» **HOW TO COMPLETE THIS TASK**: Would you please set down, word for word, the lines from the one with "Please indicate the ceiling fan blade" through the final line of the data below, omitting any pictures?

» **SUPPLIED RECORDS**:
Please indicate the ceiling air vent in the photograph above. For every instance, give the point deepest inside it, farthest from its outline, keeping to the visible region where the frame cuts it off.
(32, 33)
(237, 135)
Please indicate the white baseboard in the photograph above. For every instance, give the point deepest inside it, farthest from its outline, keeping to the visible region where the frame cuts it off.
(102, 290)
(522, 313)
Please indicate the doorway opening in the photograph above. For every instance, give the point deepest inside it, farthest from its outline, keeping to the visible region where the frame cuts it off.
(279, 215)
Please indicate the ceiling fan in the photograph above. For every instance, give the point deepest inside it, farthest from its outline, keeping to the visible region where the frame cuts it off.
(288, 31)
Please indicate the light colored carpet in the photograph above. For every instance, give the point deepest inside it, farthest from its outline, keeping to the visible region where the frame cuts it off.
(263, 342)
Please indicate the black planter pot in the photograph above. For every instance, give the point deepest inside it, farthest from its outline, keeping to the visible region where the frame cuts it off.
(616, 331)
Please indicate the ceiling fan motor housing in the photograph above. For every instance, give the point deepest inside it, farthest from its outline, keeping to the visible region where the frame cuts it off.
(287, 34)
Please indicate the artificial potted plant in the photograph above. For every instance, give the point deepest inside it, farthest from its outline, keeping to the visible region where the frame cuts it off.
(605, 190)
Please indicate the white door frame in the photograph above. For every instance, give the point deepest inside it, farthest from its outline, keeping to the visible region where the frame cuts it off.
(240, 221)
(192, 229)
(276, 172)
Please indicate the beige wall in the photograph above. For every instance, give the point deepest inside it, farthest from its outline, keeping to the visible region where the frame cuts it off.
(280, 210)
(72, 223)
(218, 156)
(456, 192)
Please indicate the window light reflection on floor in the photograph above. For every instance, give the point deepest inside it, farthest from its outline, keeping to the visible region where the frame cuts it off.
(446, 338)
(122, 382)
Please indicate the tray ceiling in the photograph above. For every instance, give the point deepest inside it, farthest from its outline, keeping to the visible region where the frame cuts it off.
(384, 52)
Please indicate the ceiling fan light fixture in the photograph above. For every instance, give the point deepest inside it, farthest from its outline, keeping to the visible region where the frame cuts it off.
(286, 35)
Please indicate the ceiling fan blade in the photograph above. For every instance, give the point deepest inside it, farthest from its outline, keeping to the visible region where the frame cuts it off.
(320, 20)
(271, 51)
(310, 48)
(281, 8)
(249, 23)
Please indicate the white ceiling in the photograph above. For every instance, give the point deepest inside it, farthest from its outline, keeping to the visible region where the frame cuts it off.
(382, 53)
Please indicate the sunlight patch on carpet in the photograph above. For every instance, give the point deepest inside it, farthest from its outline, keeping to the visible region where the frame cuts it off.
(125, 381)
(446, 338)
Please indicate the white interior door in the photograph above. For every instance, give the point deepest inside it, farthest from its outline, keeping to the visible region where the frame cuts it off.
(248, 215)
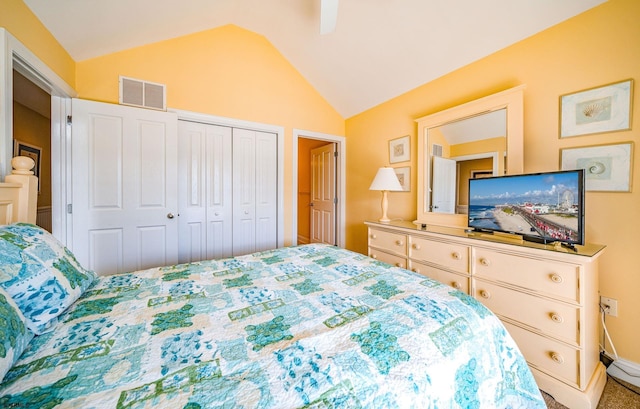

» **RESULT BELOW**:
Please indicate the ceiling fan blade in the photograph above. For every instance, give the point deepest inside it, farthest from its outline, keeping to the visible region where the frame cuts it off.
(320, 20)
(271, 51)
(310, 48)
(281, 8)
(249, 23)
Please indicate the white ceiling in the photograph above. For every instance, give the point deepest inside it, farthest from its outline, keeping to the visible region where the frame cuts it off.
(382, 53)
Please indicate the sunlight patch on carpet in the photograph above. For every instance, give the point deepest inside it, farthest from its outline, keeping to the visible region where the frame cuts it off.
(125, 381)
(446, 338)
Please indicate the white interior door in the photograph above. For every instance, give the point deepest inside it, farthest from its outline, keeping to the visible region where the frame cuts it off.
(248, 215)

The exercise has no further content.